## The data
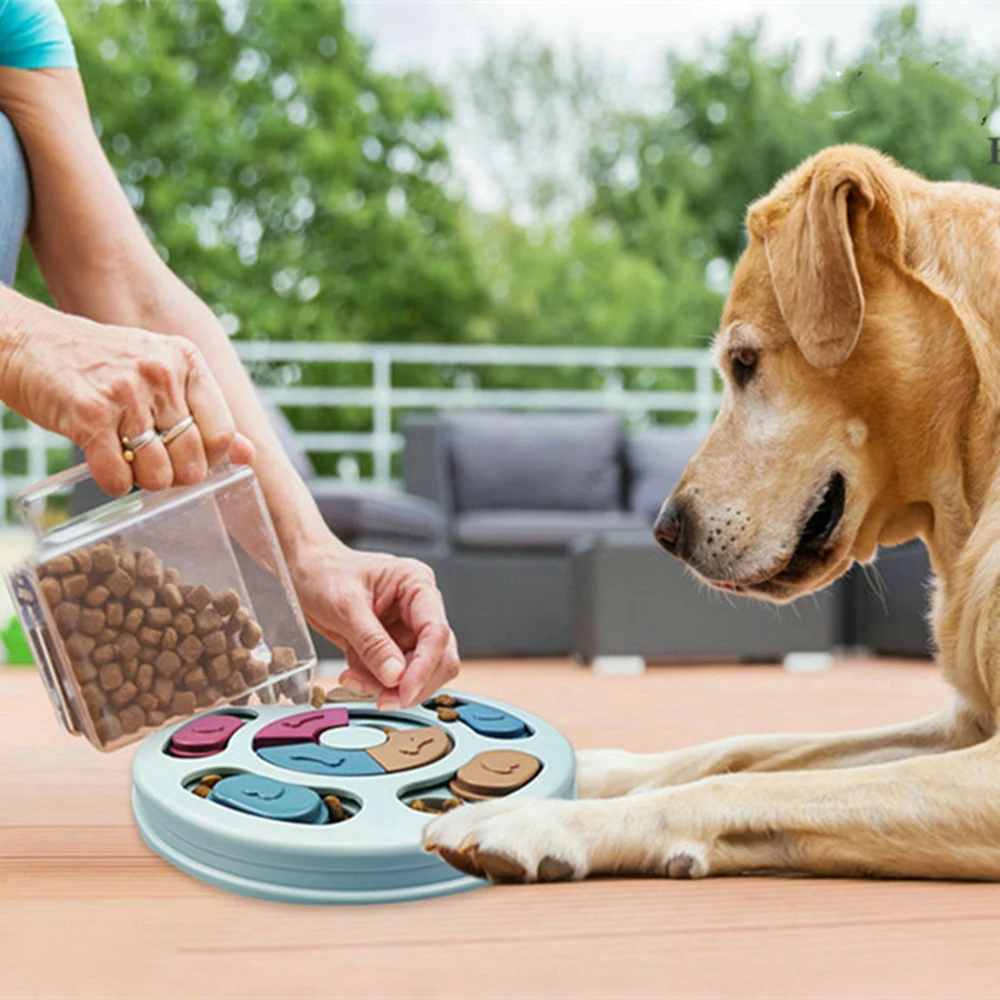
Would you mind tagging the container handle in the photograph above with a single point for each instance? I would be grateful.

...

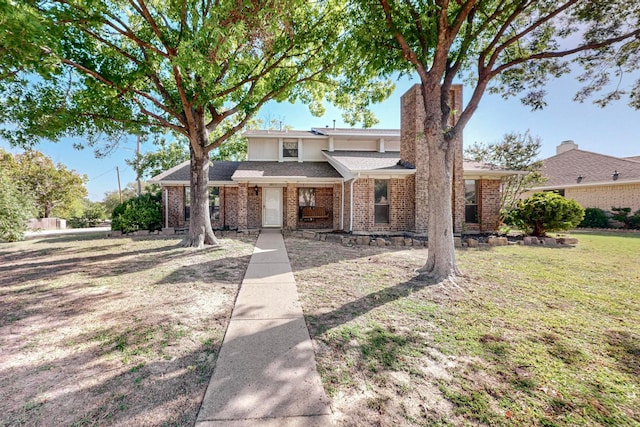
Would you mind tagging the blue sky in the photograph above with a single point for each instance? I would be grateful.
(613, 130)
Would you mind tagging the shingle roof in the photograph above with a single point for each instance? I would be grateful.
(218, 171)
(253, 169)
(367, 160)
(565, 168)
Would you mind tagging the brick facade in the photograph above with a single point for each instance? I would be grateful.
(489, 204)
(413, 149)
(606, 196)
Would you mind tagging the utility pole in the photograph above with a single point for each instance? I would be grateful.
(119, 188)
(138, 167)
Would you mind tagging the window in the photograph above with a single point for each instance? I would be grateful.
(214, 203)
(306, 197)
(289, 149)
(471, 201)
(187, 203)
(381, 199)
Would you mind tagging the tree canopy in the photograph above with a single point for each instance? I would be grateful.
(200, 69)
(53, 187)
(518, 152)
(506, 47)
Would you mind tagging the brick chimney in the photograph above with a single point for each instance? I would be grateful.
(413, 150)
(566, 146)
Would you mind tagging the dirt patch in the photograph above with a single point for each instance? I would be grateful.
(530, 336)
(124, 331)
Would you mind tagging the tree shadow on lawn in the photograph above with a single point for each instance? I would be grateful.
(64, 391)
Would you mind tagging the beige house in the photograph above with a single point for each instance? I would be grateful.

==

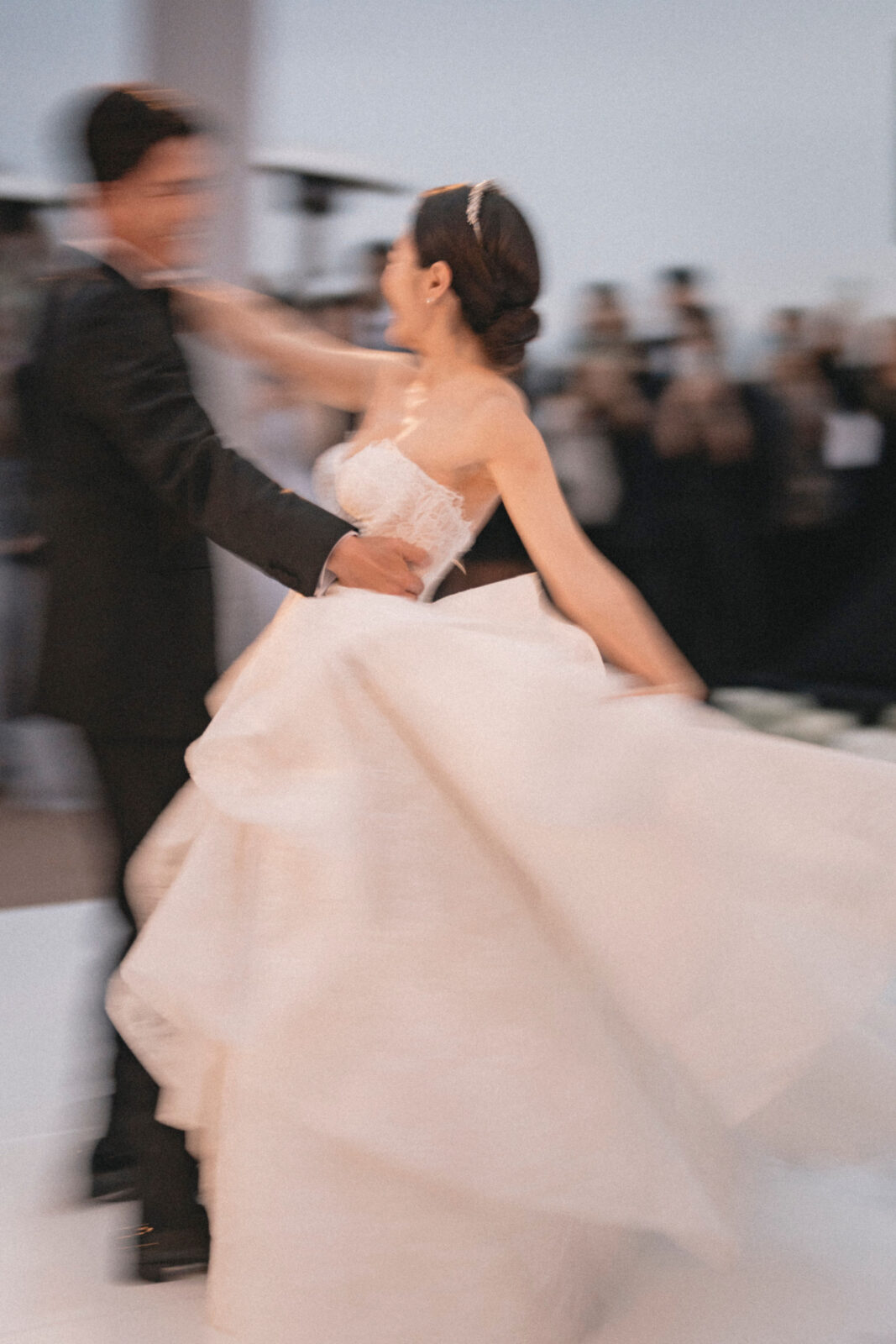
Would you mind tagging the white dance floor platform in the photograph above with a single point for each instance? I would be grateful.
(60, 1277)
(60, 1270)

## Task to carry out
Send back exactly the lines of the listing above starting at the one with "Would you mind tagging the tree shadow" and ending at the one with "Would you mind tagging the beige", inclusive, and no others.

## Solved exercise
Would you mind tagging the tree shadow on lawn in the photograph above with a single point for each instance? I would be grateful.
(64, 391)
Would you mind tagging the beige house in the photograph above with a single point for each instance? I would be grateful.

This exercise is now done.